-- Task objective --
Pick out every line in the entries below that contains the word "work", and copy each of those lines in full.

────────────────────────────────────────

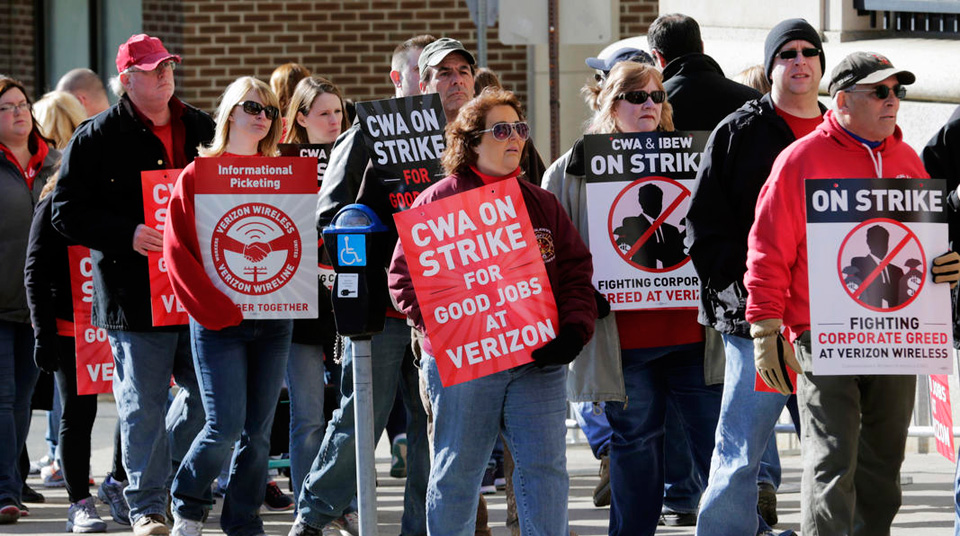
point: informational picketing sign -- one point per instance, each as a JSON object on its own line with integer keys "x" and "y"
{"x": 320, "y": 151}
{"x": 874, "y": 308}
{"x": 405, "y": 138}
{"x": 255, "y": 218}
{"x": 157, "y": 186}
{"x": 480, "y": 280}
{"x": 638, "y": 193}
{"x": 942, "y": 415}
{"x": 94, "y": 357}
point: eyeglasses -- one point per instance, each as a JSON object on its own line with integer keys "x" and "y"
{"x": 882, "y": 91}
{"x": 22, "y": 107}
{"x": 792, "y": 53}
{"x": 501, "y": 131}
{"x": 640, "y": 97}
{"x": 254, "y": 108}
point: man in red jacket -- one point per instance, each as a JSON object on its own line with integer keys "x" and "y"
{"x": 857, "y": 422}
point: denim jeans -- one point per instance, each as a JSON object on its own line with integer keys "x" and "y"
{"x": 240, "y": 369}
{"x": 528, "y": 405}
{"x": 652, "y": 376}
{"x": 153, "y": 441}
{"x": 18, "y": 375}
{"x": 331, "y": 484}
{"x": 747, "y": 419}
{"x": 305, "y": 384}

────────────────────────────────────────

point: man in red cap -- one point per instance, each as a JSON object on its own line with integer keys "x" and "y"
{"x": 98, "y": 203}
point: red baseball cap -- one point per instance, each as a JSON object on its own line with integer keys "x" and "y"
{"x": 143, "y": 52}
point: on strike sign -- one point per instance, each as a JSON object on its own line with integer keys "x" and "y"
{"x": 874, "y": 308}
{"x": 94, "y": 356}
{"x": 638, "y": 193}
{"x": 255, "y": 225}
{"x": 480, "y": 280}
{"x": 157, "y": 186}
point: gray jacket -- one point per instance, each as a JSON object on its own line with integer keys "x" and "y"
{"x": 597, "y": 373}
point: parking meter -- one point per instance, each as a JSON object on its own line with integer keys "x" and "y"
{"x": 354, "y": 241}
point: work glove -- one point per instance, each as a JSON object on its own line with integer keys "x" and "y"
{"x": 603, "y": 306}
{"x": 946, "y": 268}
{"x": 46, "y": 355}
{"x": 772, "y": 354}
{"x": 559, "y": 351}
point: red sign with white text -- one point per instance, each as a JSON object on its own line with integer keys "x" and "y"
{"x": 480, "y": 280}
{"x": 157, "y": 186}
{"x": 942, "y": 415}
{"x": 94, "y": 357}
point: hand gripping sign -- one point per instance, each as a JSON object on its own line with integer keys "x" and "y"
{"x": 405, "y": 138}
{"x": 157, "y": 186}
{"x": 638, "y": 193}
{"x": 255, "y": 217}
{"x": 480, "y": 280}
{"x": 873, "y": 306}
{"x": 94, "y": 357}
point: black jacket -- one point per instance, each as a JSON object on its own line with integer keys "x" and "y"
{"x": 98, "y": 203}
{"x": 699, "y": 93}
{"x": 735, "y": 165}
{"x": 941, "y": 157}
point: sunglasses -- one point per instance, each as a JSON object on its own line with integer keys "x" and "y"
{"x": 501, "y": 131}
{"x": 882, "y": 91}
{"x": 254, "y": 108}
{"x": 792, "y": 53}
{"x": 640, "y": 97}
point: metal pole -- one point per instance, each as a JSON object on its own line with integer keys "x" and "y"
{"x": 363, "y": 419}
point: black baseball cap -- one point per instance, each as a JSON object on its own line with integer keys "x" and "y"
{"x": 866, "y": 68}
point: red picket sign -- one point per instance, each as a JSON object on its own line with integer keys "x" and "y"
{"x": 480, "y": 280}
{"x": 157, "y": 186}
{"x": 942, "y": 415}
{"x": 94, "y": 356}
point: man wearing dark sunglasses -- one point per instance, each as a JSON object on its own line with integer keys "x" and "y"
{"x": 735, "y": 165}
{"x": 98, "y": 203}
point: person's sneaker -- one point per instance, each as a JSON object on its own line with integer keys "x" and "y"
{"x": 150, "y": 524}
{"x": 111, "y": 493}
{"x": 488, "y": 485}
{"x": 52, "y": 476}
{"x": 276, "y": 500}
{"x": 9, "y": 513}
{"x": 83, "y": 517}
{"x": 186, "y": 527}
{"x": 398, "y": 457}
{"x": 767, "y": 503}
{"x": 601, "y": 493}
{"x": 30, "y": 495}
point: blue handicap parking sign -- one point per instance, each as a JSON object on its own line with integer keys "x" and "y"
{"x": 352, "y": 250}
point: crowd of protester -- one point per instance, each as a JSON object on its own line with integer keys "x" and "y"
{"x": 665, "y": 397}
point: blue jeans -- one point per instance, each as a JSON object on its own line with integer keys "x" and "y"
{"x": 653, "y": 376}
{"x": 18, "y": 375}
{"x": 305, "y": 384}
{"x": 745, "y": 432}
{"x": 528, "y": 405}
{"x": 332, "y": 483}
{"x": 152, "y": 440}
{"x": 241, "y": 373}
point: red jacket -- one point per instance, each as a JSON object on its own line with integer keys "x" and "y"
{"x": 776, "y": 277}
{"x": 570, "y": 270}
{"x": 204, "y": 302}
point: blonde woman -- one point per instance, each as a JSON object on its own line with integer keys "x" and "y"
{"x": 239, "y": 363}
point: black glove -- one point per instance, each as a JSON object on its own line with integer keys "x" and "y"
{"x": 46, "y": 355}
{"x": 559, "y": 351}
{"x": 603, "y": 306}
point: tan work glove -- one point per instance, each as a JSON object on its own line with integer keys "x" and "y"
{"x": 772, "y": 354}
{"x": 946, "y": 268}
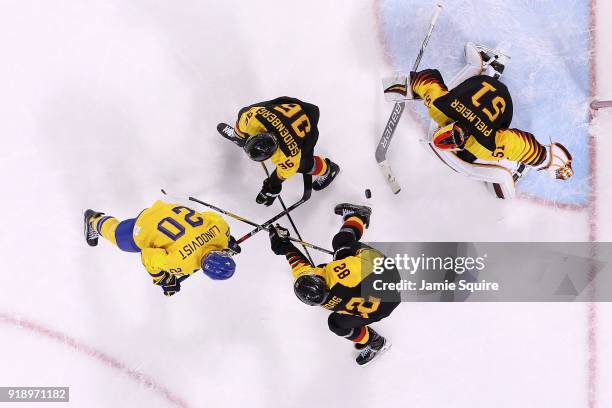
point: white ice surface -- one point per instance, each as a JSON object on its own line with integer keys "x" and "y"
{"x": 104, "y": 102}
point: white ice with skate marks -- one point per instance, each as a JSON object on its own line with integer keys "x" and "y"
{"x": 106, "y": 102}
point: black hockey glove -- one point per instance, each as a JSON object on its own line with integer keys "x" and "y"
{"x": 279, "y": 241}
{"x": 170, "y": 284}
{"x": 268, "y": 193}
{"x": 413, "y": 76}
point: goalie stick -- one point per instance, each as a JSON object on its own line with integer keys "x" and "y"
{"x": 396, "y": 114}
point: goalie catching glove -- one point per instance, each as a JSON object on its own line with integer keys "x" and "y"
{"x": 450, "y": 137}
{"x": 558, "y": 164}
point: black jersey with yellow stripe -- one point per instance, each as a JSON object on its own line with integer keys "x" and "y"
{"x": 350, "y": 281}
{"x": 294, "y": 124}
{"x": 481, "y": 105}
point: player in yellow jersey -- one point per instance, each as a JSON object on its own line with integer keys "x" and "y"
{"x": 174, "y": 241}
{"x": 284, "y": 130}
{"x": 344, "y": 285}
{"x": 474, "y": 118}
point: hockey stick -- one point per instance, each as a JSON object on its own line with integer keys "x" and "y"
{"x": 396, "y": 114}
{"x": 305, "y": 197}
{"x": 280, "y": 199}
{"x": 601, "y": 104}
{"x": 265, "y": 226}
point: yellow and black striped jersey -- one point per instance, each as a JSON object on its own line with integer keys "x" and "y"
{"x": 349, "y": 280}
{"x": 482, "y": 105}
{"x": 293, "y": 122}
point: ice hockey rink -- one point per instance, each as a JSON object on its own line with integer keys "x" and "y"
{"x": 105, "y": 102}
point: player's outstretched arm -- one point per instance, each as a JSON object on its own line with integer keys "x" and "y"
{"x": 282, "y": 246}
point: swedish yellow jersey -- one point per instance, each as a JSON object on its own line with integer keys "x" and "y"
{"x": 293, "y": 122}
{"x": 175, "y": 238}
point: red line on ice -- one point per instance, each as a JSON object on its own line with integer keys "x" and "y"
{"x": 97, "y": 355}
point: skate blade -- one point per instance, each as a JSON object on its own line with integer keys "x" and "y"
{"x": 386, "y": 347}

────────────────────────────────────────

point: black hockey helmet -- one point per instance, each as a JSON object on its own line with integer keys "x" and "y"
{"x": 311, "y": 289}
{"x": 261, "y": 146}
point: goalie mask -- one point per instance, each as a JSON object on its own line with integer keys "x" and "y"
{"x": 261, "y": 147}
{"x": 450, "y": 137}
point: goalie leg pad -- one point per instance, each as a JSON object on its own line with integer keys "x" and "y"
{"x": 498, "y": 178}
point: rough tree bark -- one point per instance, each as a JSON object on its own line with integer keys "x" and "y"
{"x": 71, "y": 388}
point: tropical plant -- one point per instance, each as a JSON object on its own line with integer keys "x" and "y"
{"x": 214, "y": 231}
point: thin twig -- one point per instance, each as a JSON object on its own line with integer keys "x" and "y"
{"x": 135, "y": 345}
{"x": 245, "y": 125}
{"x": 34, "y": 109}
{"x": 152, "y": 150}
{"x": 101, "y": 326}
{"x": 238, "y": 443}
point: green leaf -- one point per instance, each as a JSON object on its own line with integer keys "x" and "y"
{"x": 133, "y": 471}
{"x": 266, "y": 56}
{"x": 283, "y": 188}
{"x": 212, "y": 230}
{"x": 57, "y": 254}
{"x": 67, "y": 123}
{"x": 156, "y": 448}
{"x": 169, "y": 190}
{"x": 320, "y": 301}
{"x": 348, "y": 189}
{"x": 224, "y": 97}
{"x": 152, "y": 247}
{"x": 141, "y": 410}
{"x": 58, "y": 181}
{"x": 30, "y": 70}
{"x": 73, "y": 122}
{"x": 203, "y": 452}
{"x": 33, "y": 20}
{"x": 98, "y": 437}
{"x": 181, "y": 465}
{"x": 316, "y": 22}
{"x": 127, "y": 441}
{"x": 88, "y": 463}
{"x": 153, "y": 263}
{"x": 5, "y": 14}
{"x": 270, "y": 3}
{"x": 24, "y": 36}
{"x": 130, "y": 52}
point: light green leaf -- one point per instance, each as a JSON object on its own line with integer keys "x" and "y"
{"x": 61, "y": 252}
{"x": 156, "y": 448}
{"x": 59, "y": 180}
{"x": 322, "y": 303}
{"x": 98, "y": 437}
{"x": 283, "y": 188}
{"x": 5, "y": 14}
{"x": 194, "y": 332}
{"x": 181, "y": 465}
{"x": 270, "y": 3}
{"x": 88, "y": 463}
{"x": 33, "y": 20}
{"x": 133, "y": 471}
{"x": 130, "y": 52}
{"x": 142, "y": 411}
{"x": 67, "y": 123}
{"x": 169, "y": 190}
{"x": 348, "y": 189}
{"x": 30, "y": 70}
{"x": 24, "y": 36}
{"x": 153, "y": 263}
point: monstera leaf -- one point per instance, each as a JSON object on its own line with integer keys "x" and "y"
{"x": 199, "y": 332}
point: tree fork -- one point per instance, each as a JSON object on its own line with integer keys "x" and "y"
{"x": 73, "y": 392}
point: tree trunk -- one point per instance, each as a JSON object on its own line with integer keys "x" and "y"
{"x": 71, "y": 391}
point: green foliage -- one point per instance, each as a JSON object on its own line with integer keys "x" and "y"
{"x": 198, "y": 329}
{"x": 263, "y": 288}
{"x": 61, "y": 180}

────────────────────────────────────────

-- Result of the task --
point: work glove -- one point per instance, each as a JSON object on its own line with integer keys "x" and "y"
point: tan work glove -- one point per instance, each as a JSON object on its own line with integer keys "x" and "y"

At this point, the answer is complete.